BEGIN RECORDS SHOWN
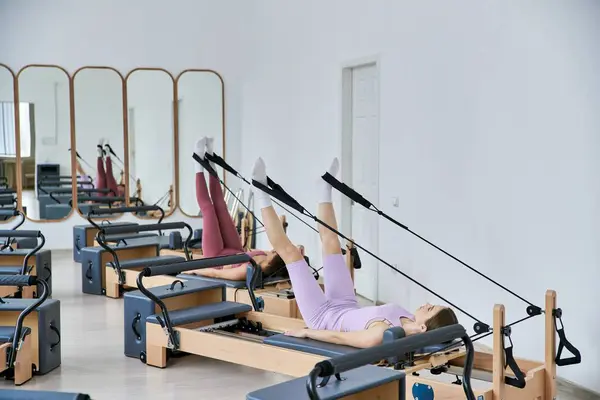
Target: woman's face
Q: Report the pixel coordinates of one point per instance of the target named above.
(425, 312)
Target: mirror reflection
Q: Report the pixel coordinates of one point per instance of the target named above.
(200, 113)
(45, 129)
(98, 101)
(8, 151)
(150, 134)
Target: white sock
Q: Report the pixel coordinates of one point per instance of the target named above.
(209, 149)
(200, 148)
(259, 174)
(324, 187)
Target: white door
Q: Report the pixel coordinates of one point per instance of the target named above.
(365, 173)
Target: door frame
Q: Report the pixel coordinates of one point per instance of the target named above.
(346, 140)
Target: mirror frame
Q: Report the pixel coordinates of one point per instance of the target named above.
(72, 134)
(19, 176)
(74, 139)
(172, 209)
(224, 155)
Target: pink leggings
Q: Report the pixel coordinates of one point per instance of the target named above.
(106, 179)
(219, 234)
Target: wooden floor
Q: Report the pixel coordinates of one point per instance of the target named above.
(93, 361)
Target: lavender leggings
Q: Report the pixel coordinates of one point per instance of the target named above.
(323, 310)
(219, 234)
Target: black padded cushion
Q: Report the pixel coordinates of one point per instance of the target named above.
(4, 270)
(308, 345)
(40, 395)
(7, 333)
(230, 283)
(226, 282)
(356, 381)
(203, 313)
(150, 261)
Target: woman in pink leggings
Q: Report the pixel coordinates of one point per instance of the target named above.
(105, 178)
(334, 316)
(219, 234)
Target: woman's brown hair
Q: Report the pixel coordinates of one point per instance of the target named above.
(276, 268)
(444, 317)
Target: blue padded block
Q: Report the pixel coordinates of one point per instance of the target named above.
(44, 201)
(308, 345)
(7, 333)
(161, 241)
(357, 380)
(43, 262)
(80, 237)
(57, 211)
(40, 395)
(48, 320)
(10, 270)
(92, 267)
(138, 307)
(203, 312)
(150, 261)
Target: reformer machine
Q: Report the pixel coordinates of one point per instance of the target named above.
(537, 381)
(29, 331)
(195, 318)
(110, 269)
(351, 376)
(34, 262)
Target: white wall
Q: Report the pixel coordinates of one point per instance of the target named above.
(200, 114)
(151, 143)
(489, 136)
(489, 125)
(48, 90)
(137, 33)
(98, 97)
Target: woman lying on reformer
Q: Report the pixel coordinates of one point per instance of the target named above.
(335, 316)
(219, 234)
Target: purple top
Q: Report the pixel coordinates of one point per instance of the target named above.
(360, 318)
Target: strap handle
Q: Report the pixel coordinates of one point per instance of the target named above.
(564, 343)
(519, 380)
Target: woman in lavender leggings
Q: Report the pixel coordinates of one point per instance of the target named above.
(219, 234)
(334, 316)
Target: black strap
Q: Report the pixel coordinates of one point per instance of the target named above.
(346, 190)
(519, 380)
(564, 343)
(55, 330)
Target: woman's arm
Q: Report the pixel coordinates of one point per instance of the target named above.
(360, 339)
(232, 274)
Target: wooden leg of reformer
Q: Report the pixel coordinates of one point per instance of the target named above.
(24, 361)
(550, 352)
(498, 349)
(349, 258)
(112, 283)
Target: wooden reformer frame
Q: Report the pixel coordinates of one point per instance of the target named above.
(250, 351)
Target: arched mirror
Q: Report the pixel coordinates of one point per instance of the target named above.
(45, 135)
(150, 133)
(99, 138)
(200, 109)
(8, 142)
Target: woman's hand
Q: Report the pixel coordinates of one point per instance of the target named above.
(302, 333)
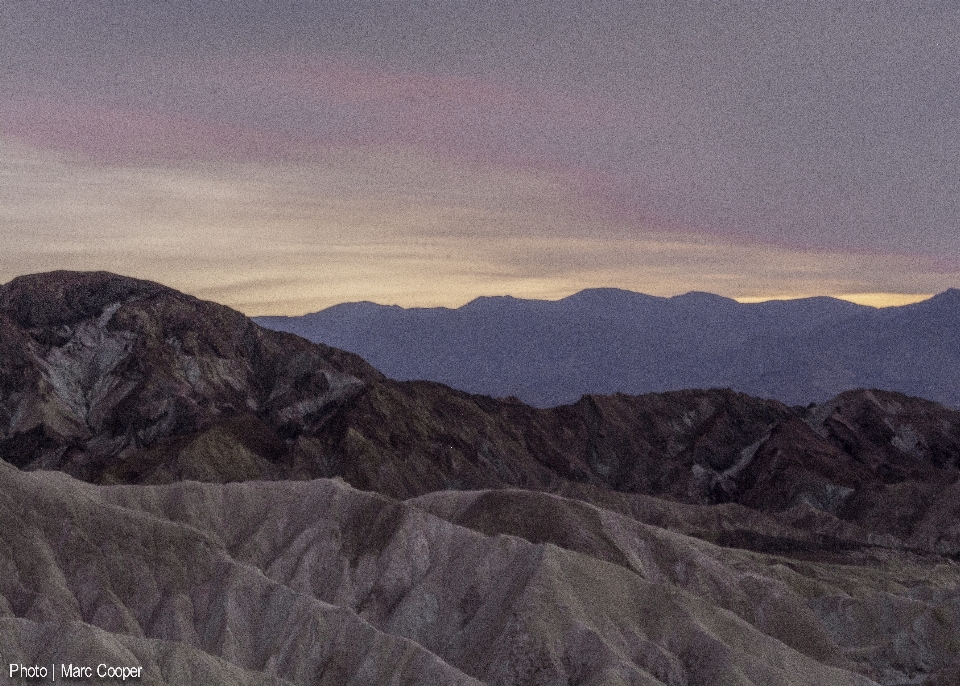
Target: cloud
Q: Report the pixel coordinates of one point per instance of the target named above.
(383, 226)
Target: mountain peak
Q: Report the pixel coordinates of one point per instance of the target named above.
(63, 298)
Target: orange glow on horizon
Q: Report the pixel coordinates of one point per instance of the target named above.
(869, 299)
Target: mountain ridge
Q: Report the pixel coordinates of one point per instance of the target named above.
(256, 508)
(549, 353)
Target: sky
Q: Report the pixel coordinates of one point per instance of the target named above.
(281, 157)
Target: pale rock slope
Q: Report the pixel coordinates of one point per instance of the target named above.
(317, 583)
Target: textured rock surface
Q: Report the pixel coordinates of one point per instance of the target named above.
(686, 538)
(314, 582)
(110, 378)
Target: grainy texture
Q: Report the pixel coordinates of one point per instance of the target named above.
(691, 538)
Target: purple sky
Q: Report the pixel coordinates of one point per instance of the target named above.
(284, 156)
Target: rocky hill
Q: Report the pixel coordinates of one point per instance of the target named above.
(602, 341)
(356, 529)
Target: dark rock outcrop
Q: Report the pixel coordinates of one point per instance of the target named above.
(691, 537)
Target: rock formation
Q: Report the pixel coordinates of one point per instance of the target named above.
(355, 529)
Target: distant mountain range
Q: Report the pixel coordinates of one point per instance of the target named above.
END RECORDS SHOWN
▶ **TASK DETAILS**: Without the pictures, copy the material exactly as given.

▶ **WRITTEN REPLY**:
Target: woman's face
Q: Report the pixel coordinates of one point per instance of the target named above.
(425, 312)
Target: mirror reflection
Q: Report the pixel coordinates of one point per instance of the target named above.
(200, 113)
(45, 129)
(98, 101)
(8, 151)
(150, 134)
Target: white sock
Q: Report the pixel coordinates of one point per instance of the target named above.
(209, 149)
(200, 148)
(259, 174)
(324, 187)
Target: white door
Q: Report the pixel coordinates of one point per instance of the target named above.
(365, 173)
Target: door frame
Q: Report the pixel coordinates of one point per instance of the target named above.
(346, 140)
Target: mirror frame
Q: Report the pixel coordinates of one point per instance of the target named above.
(72, 134)
(19, 176)
(74, 139)
(172, 209)
(224, 155)
Target: pink leggings
Q: Report the pixel coordinates of one point per instance of the target named above.
(106, 179)
(219, 234)
Target: wooden floor
Q: Report the pixel coordinates of one point per instance of the target named above.
(93, 361)
Target: lavender leggings
Q: Report the pixel coordinates of one point per instance of the target named above.
(323, 310)
(219, 234)
Target: black padded cushion
Q: Report the pixel coordinates of one point per instance of the target named above.
(4, 270)
(308, 345)
(40, 395)
(7, 333)
(230, 283)
(226, 282)
(356, 381)
(203, 313)
(150, 261)
Target: woman in pink leggings
Q: Report the pixel coordinates of one point per instance of the target named above.
(105, 178)
(334, 316)
(219, 234)
Target: woman's brown hair
Q: Report the pixel coordinates of one point per instance of the target named above.
(276, 268)
(444, 317)
Target: blue padded block
Q: Report the pixel coordinates of one point per instance of the target named above.
(44, 201)
(308, 345)
(7, 333)
(161, 241)
(357, 380)
(43, 262)
(80, 237)
(57, 211)
(40, 395)
(48, 320)
(10, 270)
(92, 267)
(138, 307)
(203, 312)
(150, 261)
Target: reformer machine
Q: Report the pixel coordinates of one point per instance of the target named above.
(537, 381)
(29, 331)
(195, 318)
(110, 269)
(351, 376)
(34, 262)
Target: white wall
Q: Report the pixel coordinates of one point per instance of the target named above.
(200, 114)
(151, 143)
(489, 136)
(489, 125)
(48, 90)
(137, 33)
(98, 97)
Target: woman lying on reformer
Q: Report the pixel coordinates of one point per instance of the target named above.
(335, 316)
(219, 234)
Target: purple top
Q: Report the pixel coordinates of one point per instance of the target named above.
(360, 318)
Target: strap handle
Q: Report the pixel coordinates of one point per instance of the target named above.
(564, 343)
(519, 380)
Target: woman in lavender leggings
Q: Report the pixel coordinates of one point per instance of the target named above.
(219, 234)
(334, 316)
Target: black strap
Q: Report the pixel coordinates of one point per instance of the target named above.
(346, 190)
(519, 380)
(564, 343)
(55, 330)
Target: woman's arm
Q: Report the pixel coordinates of one point per instance of the target named above.
(360, 339)
(232, 274)
Target: wooden leg of reformer
Q: Report the pixel coordinates of one point per instance of the target named above.
(24, 361)
(550, 352)
(498, 349)
(349, 258)
(112, 283)
Target: wooden reformer frame
Q: Report the pixel coordinates of one point per instance of the target named above.
(250, 351)
Target: arched mirror
Q: Report the pixel coordinates of one point per instance of the target named above.
(45, 135)
(150, 133)
(99, 138)
(200, 109)
(8, 142)
Target: woman's hand
Q: Report the pixel coordinates of one point per instance of the target named above.
(302, 333)
Target: cloud
Q: Report the pixel coordinates of one point per instance of the target named above.
(383, 226)
Target: mountain peak
Q: Report the pixel coordinates of one point per instance of the target named above.
(63, 298)
Target: orange glow on horizon
Q: Report the pixel coordinates of one point per instance of the target named above.
(869, 299)
Target: mountain ridge
Q: Report the pixel coordinates of one point per instance of the target named above.
(256, 508)
(549, 353)
Target: sky
Q: Report the pixel coordinates of one point per instance of the target named above.
(281, 157)
Target: pale rock slope
Q: Report the pixel coordinates of one point per instance of the target named above.
(317, 583)
Target: textured rock surface
Q: Report the pixel coordinates of one point per instance of the target named above.
(686, 538)
(314, 582)
(110, 378)
Target: grainy texture
Q: Report the pixel coordinates of one point per instance of the target named above.
(691, 538)
Target: purple sky
Q: Report the pixel coordinates of one point per instance of the target named above.
(284, 156)
Target: rocky hill
Q: Report the pixel coordinates of one point per instance of the target named above.
(602, 341)
(356, 529)
Target: dark rock outcrop
Q: Report the pixel coordinates of one point per instance of the target named above.
(691, 537)
Target: rock formation
Q: Report the pixel coordinates of one point per instance of the target named above.
(355, 529)
Target: distant mountain range
Q: Report the pixel coordinates of one point per instance of the target named above.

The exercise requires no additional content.